YOUR INSTRUCTIONS:
Please state how many lines of the material contain "item", giving nothing but the number.
** Opening ENTRIES PROVIDED block **
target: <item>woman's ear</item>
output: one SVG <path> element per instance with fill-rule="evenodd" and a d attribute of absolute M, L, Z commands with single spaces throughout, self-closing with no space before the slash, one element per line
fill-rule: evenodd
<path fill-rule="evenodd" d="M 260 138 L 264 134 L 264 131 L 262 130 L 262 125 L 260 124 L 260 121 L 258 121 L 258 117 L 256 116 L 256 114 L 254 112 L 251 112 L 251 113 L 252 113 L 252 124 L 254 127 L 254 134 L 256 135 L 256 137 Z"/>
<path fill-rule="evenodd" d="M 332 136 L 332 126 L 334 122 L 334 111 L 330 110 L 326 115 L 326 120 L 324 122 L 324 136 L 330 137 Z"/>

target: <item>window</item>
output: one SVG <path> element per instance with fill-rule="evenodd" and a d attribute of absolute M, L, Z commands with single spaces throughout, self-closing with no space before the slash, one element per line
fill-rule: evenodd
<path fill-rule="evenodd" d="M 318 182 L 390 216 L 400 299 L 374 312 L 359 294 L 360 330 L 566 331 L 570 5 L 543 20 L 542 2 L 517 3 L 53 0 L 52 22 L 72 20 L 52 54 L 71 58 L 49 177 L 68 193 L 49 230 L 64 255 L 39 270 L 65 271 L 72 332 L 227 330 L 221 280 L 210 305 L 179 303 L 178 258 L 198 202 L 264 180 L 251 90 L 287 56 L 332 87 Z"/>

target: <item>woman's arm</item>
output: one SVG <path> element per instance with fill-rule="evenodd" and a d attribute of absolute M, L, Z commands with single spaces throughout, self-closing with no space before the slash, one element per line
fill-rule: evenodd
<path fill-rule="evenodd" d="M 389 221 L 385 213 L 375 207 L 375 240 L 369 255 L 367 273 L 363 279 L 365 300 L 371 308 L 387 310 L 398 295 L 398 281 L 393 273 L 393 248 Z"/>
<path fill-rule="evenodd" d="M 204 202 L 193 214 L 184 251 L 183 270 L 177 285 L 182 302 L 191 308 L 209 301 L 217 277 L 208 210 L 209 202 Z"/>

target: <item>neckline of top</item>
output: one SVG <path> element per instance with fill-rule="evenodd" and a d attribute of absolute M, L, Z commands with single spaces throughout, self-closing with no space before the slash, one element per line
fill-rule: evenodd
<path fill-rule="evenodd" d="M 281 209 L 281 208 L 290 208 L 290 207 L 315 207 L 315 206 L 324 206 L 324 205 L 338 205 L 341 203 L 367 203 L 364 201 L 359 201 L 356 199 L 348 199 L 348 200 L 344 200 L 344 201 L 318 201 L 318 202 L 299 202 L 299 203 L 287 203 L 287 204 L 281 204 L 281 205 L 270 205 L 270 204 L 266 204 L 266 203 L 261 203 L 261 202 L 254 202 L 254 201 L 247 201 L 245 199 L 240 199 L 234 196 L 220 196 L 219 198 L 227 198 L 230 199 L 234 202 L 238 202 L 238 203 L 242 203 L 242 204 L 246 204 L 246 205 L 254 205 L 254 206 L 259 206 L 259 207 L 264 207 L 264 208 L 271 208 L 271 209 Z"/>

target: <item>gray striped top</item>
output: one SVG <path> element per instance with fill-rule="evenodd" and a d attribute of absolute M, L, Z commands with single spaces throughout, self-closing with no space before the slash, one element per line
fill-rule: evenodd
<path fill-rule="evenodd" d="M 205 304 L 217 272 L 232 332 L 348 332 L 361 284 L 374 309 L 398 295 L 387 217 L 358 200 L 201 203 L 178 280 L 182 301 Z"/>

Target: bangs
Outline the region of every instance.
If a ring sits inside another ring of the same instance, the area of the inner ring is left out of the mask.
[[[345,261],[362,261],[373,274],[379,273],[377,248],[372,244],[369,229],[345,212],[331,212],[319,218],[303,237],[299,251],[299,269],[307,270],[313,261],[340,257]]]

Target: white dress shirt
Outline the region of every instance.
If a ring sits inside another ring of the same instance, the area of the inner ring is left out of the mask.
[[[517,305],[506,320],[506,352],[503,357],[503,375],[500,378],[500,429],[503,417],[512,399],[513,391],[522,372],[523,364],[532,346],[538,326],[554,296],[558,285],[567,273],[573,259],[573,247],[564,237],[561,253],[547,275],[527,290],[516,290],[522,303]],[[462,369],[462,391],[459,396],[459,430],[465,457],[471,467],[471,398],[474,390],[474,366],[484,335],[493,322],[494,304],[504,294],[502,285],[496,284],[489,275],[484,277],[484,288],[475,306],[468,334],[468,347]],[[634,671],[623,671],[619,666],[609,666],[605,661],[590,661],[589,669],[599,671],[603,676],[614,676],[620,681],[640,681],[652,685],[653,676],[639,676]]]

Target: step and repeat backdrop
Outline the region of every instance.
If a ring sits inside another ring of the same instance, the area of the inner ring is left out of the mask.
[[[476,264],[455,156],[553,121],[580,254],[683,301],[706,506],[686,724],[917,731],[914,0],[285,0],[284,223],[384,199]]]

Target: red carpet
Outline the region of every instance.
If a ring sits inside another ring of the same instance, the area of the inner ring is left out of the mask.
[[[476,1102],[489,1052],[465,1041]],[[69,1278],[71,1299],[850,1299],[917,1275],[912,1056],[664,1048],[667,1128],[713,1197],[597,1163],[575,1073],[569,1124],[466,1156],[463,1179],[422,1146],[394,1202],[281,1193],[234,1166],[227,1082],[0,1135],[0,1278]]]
** Closing ENTRIES PROVIDED block **
REPLY TO THE EXERCISE:
5